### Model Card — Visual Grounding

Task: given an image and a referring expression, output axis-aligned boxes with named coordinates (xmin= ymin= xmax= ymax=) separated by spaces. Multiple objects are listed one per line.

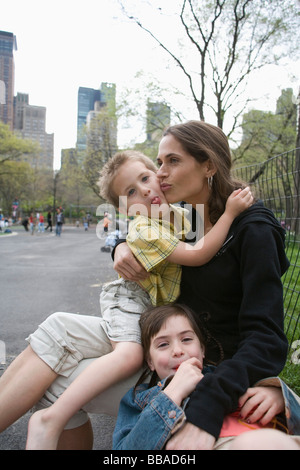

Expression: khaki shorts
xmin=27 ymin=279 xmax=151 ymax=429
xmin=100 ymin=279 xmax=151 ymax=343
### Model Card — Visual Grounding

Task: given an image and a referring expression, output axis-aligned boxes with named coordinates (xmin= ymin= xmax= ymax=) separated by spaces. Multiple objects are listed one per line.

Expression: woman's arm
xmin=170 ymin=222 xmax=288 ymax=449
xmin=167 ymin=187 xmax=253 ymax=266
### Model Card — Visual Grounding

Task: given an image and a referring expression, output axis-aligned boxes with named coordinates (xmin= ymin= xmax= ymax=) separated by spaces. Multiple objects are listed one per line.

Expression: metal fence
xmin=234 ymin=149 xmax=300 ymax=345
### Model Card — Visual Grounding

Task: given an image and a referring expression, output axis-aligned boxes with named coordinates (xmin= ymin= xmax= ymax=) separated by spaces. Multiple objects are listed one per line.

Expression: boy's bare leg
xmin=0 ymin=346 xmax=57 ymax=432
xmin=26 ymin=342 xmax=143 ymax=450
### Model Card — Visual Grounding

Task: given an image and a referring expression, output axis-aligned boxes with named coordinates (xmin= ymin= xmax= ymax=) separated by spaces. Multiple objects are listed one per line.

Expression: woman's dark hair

________________________

Request: Edit all the records so that "referring expression" becomes "text description" wherever it appears. Leave everything else unchanged, and leave the pictures out.

Final result:
### Model Card — Visual Grounding

Task: given an image and a text description, output axis-aligned boxes with named coordinates (xmin= ymin= xmax= ymax=) separated by spaces. Multiple objects are listed one per line.


Expression: khaki shorts
xmin=27 ymin=279 xmax=151 ymax=429
xmin=100 ymin=279 xmax=151 ymax=343
### Model Card — Visual Grounding

Task: given an image and a text description, output axis-aligned boxes with named coordinates (xmin= ymin= xmax= ymax=) separated by spaces. Multiple objects are listed one per line.

Expression: woman's arm
xmin=170 ymin=222 xmax=288 ymax=449
xmin=167 ymin=187 xmax=253 ymax=266
### Model Card — Visual Grounding

Task: given an image and a text description, output axis-aligned boxes with named coordinates (xmin= ymin= xmax= ymax=) separated by spaces. Multiple objects are listed one per line.

Expression: metal fence
xmin=234 ymin=149 xmax=300 ymax=345
### Model Card — Visual Grounding

Task: given an image and a text description, output axis-aligned boxes with named coordinates (xmin= ymin= xmax= ymax=) separated by spaces. Multiple objects are listed one per line.

Expression: boy's bare leg
xmin=0 ymin=346 xmax=57 ymax=432
xmin=26 ymin=342 xmax=143 ymax=450
### Model Card — Visual Grounding

Task: given an image and a text description, output axis-aligned boxes with named coordinates (xmin= ymin= xmax= ymax=) separated by spaces. Multiple objects are listed one per line.

Expression: woman's dark hair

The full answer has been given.